TASK DETAILS: Leave the images behind and copy every record exactly.

Referring expression pointing data:
════════════════════
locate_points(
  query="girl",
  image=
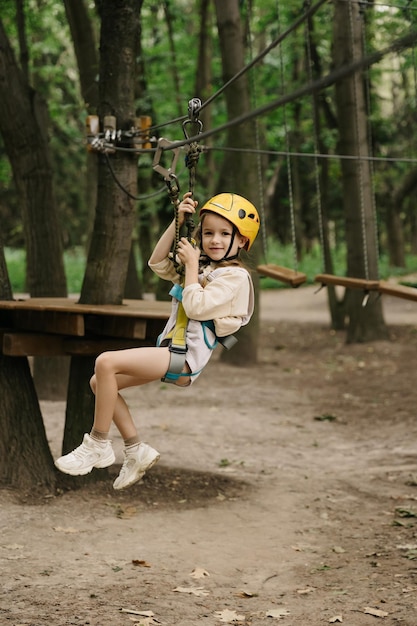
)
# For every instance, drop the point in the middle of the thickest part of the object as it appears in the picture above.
════════════════════
RESPONSE AREA:
locate_points(
  query="girl",
  image=
)
# For every instance, drop the point in the middle of the thickest part of the object as it appears in the picture above.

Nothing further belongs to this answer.